• [Consigne A]:
Répondez s'il vous plaît à ces questions sur le texte consacré à l'album « Expression » de Coltrane :
(i) De quel instrument joue Jimmy Garrison ?
(ii) À quelle date Coltrane et Bob Thiele se sont-ils rencontrés pour la dernière fois ?
(iii) Sur quel album le titre « Number One » a-t-il d'abord été publié ?

====== Texte source ======

John Coltrane, 23 septembre 1926-17 juillet 1967
Les compositions sont toutes signées John Coltrane.
Personnel :
John Coltrane : saxophone ténor, flûte
Alice Coltrane : piano
Jimmy Garrison : contrebasse
Rashied Ali : batterie
Pharoah Sanders : picolo, flûte et tambourin (sur "To Be" seulement)
Un percussionniste, non crédité, est audible sur "To Be".
"Offering" est issu de la session du 15 février (dont l'intégralité est désormais disponible sur l'album "Stellar Region") et "Ogunde" de celle du 7 mars 1967. Contrairement à ce que les crédits de l'album indiquent, il n'y a pas un mais deux titres dont la date de la session est incertaine. En effet, "To Be" n'est pas issu de la même session qu'"Offering". Le titre date éventuellement de la dernière session connue de John Coltrane, celle du 17 mai 1967 : Pharoah Sanders était présent à cette séance, de même que le percussionniste Algie DeWitt, qui serait alors notre musicien inconnu.
La version CD présente un bonus track, "Number One", publié dans un premier temps sur "Jupiter Variations".
"Expression" est le premier album posthume de Coltrane. Il importe toutefois de préciser que Coltrane a eu le temps d'approuver son contenu, fixant les derniers détails avec Bob Thiele, son producteur, lors de leur dernière rencontre, le 14 juillet 1967. Discutant des mots pouvant convenir au sens qu'il voulait donner à son dernier disque, Coltrane trancha : "Expression. Voilà ce que c'est."
"Et pour les notes de pochettes ?" lui demanda Thiele.
"J'aimerais bien sortir un album sans la moindre note, avec juste les titres des morceaux et le personnel. Au point où j'en suis, je ne sais pas quoi d'autre peut être exprimé par des mots à propos de ce que je fais. Laissons la musique parler d'elle même."

======

• [Consigne B]: Relevez toutes les lignes du listing ci-dessous où figure le mot « water » et recopiez-les.

====== Extrait du listing ======

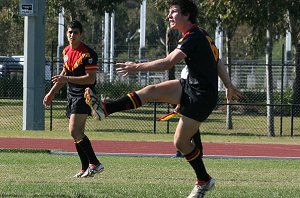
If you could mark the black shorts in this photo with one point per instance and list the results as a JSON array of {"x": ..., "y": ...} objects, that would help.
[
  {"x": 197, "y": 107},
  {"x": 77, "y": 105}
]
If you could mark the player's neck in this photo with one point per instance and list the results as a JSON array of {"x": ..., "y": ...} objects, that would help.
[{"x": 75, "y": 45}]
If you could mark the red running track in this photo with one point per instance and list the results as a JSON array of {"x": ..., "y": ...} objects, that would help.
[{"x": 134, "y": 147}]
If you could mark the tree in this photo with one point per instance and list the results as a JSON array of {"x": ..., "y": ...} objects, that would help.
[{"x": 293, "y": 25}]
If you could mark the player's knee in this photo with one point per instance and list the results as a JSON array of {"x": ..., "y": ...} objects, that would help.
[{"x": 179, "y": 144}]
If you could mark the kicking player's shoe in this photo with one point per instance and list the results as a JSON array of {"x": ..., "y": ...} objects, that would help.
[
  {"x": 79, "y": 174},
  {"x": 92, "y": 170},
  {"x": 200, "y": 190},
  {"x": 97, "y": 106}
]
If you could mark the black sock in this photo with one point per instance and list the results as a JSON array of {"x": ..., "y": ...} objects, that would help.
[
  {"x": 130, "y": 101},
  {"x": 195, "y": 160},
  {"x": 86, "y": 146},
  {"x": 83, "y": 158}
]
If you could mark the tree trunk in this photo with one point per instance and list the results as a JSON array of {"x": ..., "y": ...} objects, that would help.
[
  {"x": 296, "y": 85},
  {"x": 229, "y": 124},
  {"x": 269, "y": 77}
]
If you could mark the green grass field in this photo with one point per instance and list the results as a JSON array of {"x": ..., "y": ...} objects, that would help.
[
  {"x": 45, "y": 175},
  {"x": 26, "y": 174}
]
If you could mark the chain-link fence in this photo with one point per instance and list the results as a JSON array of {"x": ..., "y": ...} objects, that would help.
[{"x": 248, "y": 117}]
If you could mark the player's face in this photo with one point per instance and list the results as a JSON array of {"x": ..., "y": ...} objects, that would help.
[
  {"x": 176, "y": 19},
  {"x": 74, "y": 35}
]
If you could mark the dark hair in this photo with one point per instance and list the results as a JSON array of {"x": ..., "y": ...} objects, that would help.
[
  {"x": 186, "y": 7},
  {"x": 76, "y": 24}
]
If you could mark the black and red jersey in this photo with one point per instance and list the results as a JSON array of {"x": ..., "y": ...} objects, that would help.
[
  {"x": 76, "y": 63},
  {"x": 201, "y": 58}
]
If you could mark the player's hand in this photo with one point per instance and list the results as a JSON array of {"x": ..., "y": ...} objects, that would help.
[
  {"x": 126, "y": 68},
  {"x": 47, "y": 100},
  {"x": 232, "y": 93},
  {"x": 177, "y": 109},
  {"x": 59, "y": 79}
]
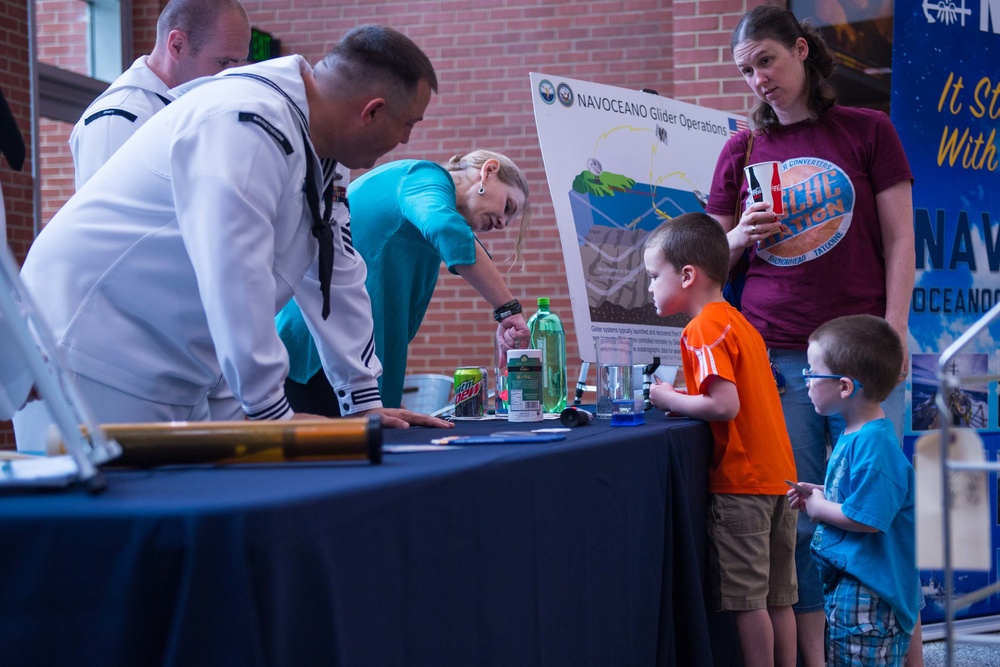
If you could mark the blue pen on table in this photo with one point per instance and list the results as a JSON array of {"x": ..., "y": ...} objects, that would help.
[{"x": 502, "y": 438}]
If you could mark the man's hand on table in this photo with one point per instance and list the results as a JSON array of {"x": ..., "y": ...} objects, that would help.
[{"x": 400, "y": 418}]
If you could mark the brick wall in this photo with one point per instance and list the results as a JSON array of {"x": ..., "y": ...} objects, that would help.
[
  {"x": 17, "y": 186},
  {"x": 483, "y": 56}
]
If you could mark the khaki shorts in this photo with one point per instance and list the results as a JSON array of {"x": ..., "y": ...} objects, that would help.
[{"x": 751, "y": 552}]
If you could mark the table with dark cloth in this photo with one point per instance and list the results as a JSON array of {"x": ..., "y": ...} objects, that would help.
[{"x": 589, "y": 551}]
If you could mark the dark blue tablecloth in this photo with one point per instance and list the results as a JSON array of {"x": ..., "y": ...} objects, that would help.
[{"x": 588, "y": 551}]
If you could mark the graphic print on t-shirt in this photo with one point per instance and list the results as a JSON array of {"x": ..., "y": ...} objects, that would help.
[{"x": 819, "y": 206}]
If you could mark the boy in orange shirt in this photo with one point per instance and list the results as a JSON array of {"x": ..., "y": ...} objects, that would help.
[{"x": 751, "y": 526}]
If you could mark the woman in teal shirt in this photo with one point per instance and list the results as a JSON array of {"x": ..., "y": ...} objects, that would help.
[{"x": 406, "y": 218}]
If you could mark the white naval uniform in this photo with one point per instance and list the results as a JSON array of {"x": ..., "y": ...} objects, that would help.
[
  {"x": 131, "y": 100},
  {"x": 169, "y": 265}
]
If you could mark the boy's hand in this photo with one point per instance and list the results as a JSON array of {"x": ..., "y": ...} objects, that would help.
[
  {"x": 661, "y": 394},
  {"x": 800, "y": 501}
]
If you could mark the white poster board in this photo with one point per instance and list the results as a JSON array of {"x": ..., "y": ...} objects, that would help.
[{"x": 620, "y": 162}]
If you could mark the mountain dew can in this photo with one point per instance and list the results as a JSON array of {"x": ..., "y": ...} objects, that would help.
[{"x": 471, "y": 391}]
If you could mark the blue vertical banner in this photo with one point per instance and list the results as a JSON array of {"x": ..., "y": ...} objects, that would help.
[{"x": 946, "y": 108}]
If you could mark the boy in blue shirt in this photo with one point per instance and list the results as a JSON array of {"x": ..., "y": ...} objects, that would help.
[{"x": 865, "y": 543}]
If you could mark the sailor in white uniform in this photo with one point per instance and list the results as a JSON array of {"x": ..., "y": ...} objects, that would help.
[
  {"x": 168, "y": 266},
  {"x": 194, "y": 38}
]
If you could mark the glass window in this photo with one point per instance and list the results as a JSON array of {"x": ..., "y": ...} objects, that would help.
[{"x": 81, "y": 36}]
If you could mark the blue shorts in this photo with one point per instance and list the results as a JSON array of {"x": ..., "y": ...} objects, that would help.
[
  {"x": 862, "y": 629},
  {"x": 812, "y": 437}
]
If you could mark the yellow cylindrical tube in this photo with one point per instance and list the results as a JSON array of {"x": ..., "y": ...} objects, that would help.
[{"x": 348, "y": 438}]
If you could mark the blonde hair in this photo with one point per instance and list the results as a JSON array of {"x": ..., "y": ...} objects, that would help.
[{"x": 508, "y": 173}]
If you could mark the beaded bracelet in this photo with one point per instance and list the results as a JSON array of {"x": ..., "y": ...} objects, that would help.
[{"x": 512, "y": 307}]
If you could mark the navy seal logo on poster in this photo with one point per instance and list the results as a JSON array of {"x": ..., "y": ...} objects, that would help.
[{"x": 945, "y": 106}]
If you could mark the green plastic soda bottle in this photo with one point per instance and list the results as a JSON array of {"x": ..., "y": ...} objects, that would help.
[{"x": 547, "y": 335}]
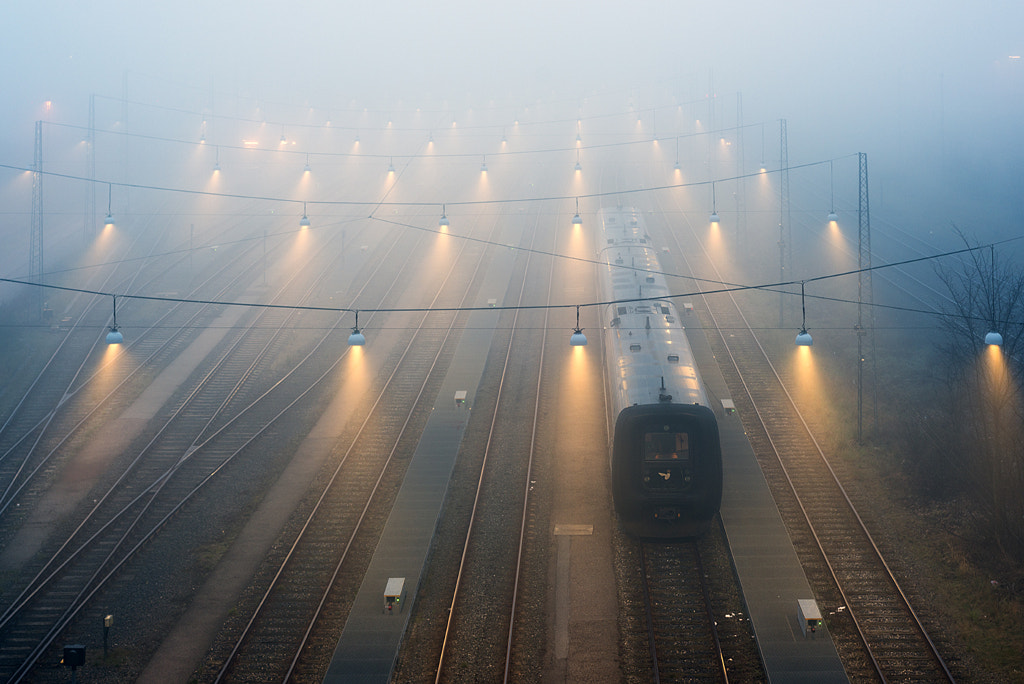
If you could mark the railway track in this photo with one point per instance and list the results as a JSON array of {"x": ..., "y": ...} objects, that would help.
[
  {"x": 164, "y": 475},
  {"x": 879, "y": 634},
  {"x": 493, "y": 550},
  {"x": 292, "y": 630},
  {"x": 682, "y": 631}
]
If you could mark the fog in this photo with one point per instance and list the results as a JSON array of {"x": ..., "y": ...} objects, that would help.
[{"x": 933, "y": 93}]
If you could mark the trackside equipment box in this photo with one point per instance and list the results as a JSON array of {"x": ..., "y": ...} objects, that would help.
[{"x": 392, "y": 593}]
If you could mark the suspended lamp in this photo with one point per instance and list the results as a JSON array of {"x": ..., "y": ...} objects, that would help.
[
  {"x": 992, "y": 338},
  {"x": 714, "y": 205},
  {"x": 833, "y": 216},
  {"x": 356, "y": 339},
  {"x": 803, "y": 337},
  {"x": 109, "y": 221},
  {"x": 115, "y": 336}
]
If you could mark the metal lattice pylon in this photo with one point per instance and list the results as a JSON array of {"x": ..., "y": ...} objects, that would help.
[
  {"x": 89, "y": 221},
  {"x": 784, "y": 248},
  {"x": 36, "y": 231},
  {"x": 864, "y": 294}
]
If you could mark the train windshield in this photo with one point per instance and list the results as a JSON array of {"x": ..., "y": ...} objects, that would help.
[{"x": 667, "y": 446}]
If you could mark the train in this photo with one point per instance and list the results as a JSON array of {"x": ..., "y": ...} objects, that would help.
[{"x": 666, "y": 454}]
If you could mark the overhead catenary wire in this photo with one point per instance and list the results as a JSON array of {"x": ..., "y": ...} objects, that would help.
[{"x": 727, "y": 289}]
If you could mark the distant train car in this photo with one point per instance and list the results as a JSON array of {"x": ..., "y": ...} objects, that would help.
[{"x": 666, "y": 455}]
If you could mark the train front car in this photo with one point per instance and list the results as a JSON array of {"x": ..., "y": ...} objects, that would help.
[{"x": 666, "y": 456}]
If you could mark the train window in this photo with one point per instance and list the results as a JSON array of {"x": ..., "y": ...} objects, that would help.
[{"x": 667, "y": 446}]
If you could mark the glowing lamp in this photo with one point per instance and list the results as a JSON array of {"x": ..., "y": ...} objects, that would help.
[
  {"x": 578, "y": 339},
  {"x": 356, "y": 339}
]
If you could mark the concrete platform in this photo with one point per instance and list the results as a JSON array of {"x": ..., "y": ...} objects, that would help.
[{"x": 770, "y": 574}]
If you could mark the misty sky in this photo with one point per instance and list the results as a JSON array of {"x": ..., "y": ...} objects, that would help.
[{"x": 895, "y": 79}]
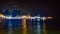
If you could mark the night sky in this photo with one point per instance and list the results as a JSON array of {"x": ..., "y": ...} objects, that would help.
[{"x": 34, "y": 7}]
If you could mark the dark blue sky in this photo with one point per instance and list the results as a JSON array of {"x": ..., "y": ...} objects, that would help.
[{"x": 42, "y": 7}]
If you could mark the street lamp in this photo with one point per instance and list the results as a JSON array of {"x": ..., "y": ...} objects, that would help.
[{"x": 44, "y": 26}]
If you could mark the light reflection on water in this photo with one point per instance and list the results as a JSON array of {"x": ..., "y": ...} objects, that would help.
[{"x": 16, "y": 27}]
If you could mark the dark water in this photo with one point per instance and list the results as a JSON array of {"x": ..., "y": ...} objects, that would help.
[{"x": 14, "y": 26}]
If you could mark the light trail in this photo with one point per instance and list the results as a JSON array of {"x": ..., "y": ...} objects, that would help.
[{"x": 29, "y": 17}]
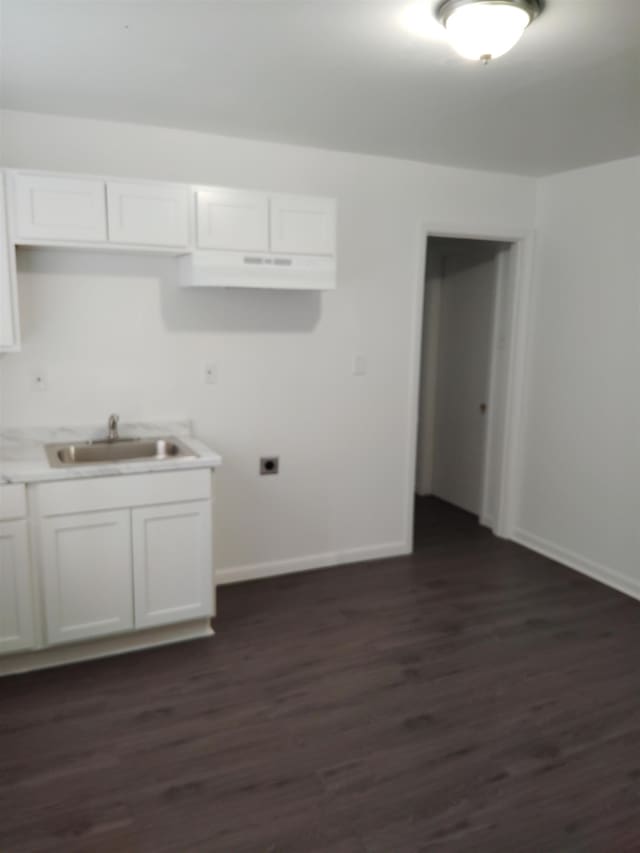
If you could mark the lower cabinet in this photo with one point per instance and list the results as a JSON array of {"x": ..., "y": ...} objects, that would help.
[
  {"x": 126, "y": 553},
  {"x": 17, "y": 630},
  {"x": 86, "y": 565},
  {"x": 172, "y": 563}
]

======

• [Réponse attendue A]:
(i) La contrebasse.
(ii) Le 14 juillet 1967.
(iii) Sur « Jupiter Variations ».

• [Réponse attendue B]:
If you could mark the light reflection on water in this photo with one point per instance and list the results as a JSON array of {"x": ..., "y": ...} objects, that would help.
If you could mark the dark water in this photo with one point per instance and list the results as a JSON array of {"x": ..., "y": ...} objects, that would help.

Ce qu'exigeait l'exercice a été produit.